== INPUT RECORDS ==

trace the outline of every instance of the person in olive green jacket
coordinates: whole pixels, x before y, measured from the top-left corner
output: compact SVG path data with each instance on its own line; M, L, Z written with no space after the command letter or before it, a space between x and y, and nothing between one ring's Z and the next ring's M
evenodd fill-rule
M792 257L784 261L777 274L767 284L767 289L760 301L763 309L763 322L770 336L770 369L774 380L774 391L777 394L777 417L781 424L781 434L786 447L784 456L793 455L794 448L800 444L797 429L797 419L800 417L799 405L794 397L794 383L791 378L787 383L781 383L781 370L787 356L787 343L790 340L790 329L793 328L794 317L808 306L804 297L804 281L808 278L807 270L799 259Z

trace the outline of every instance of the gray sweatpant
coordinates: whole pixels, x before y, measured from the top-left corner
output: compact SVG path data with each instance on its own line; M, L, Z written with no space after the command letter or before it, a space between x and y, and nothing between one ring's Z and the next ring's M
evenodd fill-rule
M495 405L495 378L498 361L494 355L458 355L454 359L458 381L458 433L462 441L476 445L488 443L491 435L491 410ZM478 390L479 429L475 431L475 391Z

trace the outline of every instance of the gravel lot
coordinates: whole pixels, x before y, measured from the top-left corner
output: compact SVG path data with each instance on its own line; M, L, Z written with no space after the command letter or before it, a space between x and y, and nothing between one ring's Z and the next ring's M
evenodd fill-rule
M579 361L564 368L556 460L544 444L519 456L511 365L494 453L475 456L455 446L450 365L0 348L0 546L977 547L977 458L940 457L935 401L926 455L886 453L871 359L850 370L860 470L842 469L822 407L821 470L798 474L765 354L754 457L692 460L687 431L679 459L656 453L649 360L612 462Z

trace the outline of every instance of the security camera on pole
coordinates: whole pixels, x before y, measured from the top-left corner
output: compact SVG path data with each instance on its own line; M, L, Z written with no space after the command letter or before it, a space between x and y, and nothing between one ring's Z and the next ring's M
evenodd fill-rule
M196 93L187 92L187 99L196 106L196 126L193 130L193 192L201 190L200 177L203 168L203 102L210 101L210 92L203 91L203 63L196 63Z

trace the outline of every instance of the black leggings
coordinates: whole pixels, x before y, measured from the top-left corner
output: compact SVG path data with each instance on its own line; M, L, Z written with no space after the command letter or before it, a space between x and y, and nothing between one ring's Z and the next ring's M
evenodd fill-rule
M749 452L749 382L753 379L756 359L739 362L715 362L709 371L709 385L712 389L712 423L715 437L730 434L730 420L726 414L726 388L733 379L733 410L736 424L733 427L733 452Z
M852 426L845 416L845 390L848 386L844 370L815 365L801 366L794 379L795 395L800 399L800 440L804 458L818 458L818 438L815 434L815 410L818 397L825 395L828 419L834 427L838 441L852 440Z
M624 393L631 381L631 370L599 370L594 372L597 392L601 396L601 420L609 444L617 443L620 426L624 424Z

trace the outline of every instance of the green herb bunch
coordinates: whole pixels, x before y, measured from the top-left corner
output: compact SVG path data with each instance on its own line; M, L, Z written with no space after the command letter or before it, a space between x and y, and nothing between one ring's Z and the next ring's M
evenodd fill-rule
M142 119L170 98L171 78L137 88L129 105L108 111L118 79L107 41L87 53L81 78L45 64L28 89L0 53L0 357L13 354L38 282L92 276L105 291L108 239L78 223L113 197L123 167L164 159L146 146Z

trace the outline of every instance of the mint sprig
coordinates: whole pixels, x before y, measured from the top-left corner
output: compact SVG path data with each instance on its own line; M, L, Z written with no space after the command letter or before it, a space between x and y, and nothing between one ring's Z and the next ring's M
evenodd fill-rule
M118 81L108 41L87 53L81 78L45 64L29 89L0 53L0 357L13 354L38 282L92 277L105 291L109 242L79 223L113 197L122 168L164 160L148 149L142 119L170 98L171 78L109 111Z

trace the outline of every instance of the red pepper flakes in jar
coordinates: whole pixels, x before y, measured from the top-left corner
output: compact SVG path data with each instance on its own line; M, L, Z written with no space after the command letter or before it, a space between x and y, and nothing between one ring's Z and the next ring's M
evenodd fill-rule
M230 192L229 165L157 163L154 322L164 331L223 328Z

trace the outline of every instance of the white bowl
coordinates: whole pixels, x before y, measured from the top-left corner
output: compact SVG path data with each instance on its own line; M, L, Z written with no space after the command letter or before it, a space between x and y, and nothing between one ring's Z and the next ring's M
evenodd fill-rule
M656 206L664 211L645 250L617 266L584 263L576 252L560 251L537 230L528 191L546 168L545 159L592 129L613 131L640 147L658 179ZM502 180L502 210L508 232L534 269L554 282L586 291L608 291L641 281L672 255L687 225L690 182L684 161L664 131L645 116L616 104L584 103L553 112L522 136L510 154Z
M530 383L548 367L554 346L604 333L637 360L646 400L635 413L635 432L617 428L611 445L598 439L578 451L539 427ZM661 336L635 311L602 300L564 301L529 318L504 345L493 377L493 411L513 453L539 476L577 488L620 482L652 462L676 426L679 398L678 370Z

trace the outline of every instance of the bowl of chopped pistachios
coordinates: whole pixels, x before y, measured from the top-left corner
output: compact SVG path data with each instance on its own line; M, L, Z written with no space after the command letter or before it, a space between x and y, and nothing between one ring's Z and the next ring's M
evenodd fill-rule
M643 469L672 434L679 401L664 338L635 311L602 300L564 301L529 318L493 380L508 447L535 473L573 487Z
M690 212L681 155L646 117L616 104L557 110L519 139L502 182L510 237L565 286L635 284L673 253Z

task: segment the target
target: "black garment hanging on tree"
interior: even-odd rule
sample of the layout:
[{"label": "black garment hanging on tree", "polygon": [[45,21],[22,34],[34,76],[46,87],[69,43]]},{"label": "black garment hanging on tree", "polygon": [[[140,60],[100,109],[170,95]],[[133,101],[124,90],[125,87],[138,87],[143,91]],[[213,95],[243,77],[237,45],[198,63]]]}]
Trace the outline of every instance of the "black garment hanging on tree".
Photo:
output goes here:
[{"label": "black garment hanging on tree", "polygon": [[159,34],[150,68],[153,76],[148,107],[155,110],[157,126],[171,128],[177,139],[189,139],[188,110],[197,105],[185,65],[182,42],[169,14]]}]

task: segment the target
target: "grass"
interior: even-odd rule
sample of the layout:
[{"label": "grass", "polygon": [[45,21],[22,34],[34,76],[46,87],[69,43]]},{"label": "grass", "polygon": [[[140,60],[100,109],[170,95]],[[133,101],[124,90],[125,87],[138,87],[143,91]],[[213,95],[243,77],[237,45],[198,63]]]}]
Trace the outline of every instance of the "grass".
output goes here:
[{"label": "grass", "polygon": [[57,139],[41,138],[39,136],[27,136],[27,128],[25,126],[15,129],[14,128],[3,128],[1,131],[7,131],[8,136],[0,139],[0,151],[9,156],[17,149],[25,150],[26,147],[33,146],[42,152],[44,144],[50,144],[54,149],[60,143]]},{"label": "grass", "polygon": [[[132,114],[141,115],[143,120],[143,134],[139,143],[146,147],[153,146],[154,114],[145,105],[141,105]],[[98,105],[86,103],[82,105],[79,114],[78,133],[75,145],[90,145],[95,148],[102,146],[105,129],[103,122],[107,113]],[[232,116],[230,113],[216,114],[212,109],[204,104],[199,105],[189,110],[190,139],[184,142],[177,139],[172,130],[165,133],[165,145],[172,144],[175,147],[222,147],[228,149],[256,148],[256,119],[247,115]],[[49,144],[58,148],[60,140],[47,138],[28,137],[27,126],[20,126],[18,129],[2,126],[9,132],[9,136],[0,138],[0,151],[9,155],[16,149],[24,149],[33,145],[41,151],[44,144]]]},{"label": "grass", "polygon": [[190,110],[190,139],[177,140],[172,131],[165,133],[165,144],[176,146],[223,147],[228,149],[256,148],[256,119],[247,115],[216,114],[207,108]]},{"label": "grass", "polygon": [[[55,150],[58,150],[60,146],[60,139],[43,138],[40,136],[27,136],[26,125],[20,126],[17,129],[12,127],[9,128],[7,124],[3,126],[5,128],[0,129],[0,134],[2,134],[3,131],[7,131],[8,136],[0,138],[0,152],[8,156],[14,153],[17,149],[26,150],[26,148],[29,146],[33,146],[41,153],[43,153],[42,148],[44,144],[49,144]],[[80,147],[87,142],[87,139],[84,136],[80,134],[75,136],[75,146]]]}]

== TASK DETAILS ==
Starting with the first line of the items and continuing through the line that contains "M579 361L564 368L556", write those lines out again, substituting "upper-left corner" for "top-left corner" and changing nothing else.

== EXERCISE ANSWER ==
trace the outline of every instance of the person in olive green jacket
coordinates: whole pixels, x before y, measured from the upper-left corner
output: compact SVG path data with each instance on its own line; M, L, Z written with no space after the command letter or before it, a space between x and y, and nothing between one ring's Z and the next ring's M
evenodd fill-rule
M792 257L784 261L777 274L767 284L767 289L760 301L763 309L763 322L770 336L770 369L774 380L774 391L777 394L777 417L781 424L781 434L786 447L784 456L793 455L794 448L800 444L797 429L797 419L800 417L799 405L794 397L794 383L791 378L787 383L781 383L781 370L787 356L787 343L790 340L790 329L793 328L794 317L808 306L804 297L804 281L808 278L807 270L799 259Z

trace the outline of every instance of the gray sweatpant
coordinates: whole pixels, x before y, measured from the upper-left corner
output: compact SVG path data with each instance on its own line; M, L, Z written with no space after the command letter or before it, a space between x and y, and nothing between one ring's Z and the next ring's M
evenodd fill-rule
M495 405L495 378L498 361L494 355L458 355L454 359L458 381L458 433L462 441L476 445L488 443L491 435L491 410ZM478 390L479 429L475 431L475 391Z

trace the outline of every instance of the gravel lot
coordinates: whole pixels, x before y, measured from the upper-left corner
output: compact SVG path data with each instance on its own line; M, L, Z written with no space after the command letter or before it, a space between x and y, and nothing between one ring's Z and the next ring's M
evenodd fill-rule
M579 361L564 368L556 460L544 444L519 456L511 365L494 453L475 456L455 446L450 365L0 348L0 546L977 547L977 458L940 457L935 401L926 455L886 453L871 359L850 370L860 470L842 469L822 407L821 470L798 474L765 354L754 457L692 460L687 431L679 459L656 453L649 360L612 462Z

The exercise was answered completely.